__AIM A__
Please quote the article on Queensland's industrial manslaughter laws word for word, from the part that opens with "Under the new" through the part that closes with "welcomed the changes.".

__PASSAGE SHOWN__
## begin

ALA welcomes ‘tough’ Qld manslaughter laws

Australian Lawyers Alliance (ALA), Queensland’s new industrial manslaughter legislation,

The Australian Lawyers Alliance (ALA) has welcomed Queensland’s new industrial manslaughter legislation.

The state government passed legislation late last week to create a new offence: industrial manslaughter. The law aims to increase accountability for workplace safety.

Queensland Employment and Industrial Relations Minister Grace Grace told Parliament the legislation would send a clear message to employers that negligence is unacceptable.

The bill was introduced following last year’s tragedies at Dreamworld and Eagle Farm, which claimed a total of six lives.

Under the new laws, individuals found guilty of industrial manslaughter will face a maximum of 20 years’ imprisonment, while corporations could be fined up to $10 million.

ALA Queensland president Michelle James welcomed the changes.

“These important new protections help to establish Australia’s toughest regime of work health and safety laws and regulations in the state of Queensland,” Ms James said in a statement.

“In particular, the new offence of ‘negligence causing death’ significantly strengthens regulation and compliance around workplace health and safety.

“This new offence fills an obvious gap between the provisions of the Work Health and Safety Act and the Queensland Criminal Code, particularly in situations where someone is given a negligent direction or instruction to perform a task.

“This is where a worker has been given instructions which are plainly contrary to appropriate safety practice and in which obvious safety concerns have been ignored.”

Ms James said the investigation and prosecution of executive officers will help to promote a culture of safety in corporations, to the benefit of employees and customers.

“The message is now clear: your workplace kills someone, you can spend some of the rest of your life in jail,” Ms James said.

“These upgraded laws are not just to the benefit of workers in workplaces. Visitors to workplaces can feel safer too, and safer workplaces means safer communities.

“The Dreamworld tragedy was in the context of many concerns about safety being ignored by the owners of the park. These laws will sharpen the focus on safety for all Queenslanders and tourists.”

## end

__SUPPLIED ENTRIES__
## begin

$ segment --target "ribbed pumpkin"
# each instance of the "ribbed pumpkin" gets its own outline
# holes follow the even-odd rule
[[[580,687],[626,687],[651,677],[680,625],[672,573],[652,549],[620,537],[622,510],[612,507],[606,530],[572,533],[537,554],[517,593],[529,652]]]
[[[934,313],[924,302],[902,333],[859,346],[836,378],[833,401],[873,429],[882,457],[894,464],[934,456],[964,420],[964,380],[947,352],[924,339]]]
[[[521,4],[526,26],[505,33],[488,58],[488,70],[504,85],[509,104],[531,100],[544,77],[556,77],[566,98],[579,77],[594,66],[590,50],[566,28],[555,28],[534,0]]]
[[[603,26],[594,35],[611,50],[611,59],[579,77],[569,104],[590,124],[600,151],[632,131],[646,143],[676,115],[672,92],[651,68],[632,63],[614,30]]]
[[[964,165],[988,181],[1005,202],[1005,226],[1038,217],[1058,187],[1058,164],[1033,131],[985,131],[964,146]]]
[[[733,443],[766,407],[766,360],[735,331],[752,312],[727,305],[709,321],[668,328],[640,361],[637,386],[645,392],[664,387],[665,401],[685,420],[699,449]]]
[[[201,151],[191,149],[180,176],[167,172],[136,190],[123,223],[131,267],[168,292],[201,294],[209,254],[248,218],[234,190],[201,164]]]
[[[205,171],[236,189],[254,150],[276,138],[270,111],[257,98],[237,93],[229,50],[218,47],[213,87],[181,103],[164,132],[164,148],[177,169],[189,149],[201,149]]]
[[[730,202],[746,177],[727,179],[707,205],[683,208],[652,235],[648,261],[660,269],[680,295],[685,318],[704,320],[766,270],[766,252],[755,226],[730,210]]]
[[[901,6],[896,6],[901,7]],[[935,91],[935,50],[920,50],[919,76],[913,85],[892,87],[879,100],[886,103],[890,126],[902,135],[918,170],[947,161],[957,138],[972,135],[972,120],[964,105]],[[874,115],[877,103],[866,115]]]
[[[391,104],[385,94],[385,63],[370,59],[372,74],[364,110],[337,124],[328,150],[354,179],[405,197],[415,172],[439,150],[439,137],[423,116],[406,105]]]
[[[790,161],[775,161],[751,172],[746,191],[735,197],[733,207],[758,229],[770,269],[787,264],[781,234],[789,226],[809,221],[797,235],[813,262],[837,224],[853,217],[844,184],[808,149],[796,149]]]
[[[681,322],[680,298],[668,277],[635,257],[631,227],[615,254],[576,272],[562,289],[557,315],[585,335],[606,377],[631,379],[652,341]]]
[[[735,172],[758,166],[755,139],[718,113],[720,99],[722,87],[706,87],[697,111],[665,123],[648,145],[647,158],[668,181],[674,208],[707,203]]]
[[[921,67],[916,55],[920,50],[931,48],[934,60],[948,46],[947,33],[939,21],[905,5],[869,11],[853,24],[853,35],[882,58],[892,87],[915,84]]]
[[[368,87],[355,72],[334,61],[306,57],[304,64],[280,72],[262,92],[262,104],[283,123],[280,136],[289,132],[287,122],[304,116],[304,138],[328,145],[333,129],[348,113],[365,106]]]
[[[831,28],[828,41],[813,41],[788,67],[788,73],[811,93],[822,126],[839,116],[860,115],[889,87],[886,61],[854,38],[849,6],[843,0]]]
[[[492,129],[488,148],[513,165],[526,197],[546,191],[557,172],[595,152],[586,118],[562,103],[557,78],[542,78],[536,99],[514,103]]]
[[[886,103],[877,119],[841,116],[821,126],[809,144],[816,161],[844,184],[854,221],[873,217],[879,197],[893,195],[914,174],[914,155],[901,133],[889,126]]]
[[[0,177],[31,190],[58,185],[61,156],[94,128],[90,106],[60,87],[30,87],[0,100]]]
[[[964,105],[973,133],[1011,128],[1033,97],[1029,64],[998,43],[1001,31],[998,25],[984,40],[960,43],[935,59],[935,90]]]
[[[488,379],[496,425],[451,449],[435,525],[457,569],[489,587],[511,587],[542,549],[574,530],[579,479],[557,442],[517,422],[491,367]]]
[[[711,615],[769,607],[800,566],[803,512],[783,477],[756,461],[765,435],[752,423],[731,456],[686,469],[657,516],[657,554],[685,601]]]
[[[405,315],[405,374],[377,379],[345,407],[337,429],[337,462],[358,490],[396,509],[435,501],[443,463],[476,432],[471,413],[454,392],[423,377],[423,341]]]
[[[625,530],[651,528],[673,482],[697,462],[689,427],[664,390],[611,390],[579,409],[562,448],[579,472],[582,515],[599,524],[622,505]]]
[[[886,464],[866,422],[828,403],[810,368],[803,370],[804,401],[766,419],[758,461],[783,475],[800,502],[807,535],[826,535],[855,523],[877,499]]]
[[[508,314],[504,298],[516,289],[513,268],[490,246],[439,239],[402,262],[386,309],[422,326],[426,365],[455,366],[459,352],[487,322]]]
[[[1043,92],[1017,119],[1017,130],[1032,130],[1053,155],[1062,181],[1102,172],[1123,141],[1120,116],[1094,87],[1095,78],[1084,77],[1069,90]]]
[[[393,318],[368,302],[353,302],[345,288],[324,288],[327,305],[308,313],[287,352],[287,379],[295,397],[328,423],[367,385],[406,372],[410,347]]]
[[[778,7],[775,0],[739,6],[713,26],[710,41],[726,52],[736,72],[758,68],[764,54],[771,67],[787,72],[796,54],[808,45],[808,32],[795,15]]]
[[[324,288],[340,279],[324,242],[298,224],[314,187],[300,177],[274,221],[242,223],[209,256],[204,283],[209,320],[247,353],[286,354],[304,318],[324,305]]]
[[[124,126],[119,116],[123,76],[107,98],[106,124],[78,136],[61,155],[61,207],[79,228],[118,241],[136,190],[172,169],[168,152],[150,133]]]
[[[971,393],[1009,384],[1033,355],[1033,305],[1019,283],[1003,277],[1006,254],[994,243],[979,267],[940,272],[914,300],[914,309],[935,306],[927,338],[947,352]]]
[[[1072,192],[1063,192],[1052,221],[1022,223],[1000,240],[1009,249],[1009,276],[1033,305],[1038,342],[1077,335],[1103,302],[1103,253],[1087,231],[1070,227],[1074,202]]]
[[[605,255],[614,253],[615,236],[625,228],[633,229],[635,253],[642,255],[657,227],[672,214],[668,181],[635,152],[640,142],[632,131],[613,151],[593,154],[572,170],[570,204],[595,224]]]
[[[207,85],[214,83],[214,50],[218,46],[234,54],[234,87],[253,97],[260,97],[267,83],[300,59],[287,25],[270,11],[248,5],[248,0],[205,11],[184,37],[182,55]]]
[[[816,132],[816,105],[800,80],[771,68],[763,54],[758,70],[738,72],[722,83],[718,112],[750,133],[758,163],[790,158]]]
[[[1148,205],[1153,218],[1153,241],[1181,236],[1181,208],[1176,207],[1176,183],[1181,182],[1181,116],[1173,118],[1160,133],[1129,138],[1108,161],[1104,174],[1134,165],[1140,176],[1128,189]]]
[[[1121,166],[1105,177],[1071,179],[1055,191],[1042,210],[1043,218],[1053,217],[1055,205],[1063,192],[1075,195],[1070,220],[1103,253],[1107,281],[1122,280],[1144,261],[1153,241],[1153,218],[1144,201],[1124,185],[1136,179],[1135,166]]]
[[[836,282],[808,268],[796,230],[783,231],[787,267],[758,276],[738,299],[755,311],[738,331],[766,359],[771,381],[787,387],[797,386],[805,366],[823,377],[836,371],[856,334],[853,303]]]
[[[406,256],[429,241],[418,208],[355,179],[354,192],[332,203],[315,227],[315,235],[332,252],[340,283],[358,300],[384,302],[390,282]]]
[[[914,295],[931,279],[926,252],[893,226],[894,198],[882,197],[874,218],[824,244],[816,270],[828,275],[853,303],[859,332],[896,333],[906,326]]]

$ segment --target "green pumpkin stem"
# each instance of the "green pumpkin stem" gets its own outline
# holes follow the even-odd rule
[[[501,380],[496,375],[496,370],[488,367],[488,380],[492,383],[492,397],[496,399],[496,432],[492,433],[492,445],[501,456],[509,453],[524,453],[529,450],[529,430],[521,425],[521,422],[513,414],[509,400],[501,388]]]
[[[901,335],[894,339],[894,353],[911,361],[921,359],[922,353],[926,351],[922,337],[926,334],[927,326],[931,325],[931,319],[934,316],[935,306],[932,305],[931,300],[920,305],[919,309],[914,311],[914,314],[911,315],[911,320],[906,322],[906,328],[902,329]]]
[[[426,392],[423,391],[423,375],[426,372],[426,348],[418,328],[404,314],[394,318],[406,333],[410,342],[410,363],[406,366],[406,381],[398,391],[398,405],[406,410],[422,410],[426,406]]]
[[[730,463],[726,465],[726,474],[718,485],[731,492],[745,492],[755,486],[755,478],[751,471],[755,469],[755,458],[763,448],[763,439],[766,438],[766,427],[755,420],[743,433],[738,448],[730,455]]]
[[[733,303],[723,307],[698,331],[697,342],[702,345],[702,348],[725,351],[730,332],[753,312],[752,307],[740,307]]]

## end

__AIM B__
Gather every line of the records that contains the string "gets" and copy each one unchanged.

__TASK OUTPUT A__
Under the new laws, individuals found guilty of industrial manslaughter will face a maximum of 20 years’ imprisonment, while corporations could be fined up to $10 million.

ALA Queensland president Michelle James welcomed the changes.

__TASK OUTPUT B__
# each instance of the "ribbed pumpkin" gets its own outline
# each instance of the "green pumpkin stem" gets its own outline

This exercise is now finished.